*** Opening of Reading text ***

Oncogenic signalling

KRAS signalling and early oncogenesis

The leading causes of non-gender specific cancer-related mortality are lung, bowel and pancreatic cancers, tumours that are often driven by mutations in KRAS (19%, 45% and 98% of the total cases, respectively). Despite the colossal efforts to understand RAS biology and its implication in cancer and the vast knowledge we have acquired about RAS in the last decades, this knowledge seems to have not translated into advances in therapeutic intervention as yet.  This is particularly evident in pancreatic cancer, where almost the entirety of cancers presents a KRAS mutation at the G12 residue, exhibits very poor prognosis with survival rates that have not improved over the last decades. Several obstacles to effective therapy have been identified, for instance thoroughly reviewed by Cox et al.: the difficulty to directly drug RAS, the complexity of RAS effector signalling network, the existence of different RAS isoforms and different – functionally diverse – oncogenic mutations, cooperation with mutations in other genes and interference with the wild-type KRAS allele. Our approach, targeted to the understanding of networks in living cells, is of strategic value in resolving some of these obstacles.

*** Close of Reading text ***
*** Opening of Data for review ***

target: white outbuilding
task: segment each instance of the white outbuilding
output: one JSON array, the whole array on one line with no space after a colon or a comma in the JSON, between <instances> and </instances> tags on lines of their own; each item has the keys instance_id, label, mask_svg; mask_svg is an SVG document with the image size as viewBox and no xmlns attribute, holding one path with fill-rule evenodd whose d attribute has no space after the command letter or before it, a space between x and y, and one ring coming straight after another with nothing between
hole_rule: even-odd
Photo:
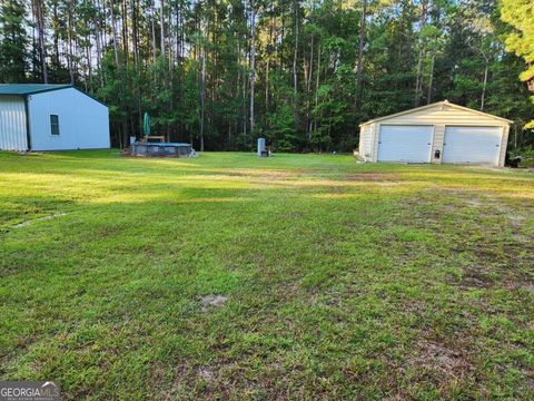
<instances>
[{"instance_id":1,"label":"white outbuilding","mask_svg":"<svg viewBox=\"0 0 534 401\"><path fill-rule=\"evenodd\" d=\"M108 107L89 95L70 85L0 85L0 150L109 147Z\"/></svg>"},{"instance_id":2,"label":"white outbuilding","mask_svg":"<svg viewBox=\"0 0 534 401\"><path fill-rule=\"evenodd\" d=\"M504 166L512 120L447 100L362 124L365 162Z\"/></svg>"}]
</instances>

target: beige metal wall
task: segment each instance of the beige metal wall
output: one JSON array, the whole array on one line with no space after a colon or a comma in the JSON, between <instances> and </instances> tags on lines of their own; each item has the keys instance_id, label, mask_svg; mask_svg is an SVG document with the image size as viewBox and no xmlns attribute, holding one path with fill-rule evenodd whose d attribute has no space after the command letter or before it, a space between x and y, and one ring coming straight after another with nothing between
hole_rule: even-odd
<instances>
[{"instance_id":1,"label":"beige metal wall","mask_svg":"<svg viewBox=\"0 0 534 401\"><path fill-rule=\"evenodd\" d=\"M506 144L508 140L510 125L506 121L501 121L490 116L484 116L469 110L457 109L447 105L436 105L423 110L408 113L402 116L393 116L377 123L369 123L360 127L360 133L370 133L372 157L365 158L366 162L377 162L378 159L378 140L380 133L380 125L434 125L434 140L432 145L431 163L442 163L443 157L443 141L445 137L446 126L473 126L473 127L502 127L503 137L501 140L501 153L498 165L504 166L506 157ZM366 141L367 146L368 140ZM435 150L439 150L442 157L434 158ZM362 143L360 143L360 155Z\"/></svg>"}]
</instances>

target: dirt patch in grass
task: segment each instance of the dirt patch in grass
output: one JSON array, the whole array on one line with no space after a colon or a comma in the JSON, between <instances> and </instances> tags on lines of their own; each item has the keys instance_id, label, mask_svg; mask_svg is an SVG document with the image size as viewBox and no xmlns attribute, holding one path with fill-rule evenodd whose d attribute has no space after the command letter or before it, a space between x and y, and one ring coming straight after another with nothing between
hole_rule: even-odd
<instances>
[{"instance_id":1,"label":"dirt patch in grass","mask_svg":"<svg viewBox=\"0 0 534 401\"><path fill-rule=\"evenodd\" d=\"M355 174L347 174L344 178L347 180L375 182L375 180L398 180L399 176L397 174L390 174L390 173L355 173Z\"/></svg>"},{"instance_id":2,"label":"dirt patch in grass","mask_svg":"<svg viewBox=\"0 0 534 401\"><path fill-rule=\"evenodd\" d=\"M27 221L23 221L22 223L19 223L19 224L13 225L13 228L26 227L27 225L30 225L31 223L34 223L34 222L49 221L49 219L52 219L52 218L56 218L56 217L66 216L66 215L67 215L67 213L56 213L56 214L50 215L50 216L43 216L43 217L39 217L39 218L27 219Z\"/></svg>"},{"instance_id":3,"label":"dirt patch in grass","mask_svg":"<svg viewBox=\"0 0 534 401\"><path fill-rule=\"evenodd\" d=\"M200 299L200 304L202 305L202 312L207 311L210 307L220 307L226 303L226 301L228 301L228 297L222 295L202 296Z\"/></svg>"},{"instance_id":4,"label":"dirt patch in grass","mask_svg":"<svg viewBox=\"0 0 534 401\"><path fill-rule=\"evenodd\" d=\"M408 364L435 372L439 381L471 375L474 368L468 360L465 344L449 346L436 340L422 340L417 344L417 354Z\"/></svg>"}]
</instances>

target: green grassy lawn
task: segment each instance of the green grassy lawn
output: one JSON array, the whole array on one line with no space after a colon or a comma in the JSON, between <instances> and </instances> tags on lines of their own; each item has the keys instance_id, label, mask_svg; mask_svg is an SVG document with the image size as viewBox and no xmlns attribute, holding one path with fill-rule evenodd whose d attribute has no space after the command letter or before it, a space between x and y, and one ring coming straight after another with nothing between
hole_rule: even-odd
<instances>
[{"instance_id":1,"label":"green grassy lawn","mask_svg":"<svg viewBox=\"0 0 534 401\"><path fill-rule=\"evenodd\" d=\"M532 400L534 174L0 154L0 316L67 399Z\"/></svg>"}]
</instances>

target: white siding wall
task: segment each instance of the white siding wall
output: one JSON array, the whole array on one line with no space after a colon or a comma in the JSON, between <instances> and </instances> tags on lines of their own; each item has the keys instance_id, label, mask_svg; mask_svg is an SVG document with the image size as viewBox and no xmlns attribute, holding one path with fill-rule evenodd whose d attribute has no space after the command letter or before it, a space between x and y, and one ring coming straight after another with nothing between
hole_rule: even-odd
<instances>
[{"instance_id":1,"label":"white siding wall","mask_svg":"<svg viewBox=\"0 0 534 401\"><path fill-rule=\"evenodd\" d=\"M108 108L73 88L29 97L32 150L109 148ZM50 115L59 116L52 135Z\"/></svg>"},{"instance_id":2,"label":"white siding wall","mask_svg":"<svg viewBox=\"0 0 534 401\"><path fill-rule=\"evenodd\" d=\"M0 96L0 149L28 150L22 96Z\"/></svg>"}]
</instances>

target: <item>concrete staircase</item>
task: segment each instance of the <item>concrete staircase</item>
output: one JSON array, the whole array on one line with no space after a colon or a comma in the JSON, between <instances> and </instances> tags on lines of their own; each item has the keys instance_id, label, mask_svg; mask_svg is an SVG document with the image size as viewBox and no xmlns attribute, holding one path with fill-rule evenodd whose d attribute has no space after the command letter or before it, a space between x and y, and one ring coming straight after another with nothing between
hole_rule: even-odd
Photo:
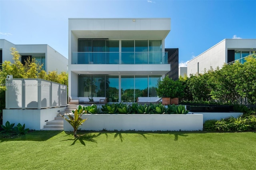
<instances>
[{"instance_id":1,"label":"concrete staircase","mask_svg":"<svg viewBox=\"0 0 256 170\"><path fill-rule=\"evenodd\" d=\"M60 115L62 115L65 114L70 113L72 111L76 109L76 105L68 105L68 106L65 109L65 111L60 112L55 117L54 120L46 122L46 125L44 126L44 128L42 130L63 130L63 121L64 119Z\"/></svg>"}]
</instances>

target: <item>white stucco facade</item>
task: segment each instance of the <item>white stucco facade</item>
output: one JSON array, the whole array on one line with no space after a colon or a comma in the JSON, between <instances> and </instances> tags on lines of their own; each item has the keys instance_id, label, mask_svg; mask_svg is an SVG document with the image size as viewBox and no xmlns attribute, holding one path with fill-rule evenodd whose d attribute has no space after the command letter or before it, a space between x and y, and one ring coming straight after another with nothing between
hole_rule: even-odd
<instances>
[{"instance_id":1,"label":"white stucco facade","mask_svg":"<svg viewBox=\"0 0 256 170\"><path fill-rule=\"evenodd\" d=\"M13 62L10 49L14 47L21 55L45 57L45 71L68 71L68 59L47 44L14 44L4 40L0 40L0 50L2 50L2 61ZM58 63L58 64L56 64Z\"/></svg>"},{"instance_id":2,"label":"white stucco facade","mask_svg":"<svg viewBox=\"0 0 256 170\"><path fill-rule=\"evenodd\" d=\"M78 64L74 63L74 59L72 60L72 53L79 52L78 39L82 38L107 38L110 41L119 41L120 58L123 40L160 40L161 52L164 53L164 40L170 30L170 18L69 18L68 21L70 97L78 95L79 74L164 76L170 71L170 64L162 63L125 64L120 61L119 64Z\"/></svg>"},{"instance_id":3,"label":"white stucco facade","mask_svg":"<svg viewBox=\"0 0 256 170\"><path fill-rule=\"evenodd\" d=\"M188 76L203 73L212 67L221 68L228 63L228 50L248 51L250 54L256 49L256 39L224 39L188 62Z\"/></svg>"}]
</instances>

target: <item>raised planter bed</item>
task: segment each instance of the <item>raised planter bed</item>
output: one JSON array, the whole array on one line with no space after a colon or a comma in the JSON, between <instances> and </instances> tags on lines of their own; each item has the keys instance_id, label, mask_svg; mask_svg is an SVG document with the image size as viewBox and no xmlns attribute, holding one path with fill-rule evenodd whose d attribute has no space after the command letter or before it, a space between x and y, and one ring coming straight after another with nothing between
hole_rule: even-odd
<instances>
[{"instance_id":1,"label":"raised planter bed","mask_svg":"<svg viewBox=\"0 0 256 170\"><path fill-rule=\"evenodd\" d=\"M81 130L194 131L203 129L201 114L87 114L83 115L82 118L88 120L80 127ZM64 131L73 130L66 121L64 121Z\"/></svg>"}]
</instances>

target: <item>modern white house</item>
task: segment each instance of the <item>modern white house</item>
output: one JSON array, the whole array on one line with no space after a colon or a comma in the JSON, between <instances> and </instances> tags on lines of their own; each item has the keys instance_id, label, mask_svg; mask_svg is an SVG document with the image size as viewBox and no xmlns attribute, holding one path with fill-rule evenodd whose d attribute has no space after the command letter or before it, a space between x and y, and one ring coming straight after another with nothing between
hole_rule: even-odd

*** Close of Data for review ***

(Work instruction A):
In the text on KRAS signalling, what share of pancreatic cancer cases are driven by KRAS mutations?
(Work instruction B):
Pick up the text on KRAS signalling and early oncogenesis after its final sentence and keep writing it.
The data has no connection to the text on KRAS signalling.

(Your response A):
98%

(Your response B):
Genetic heterogeneity

We have undertaken a systematic analysis of how genetic mutations alter the dynamic topology of KRAS effector signalling networks leading to diverse cancer-associated phenotypes. Our work relies on the use of isogenic panels of KRAS mutant cells, KRAS-inducible cell lines, transcriptomics, bioinformatics and modular response analysis. We aim to discover novel mechanisms that can be leveraged for therapeutic or diagnostic purposes. 

People: Dr Suzan Ber (since 2017) and Ms Khushali Patel (since 2018). Collaborators: Dr Ben Hall and Dr Shamith Samarajiwa at the MRC CU.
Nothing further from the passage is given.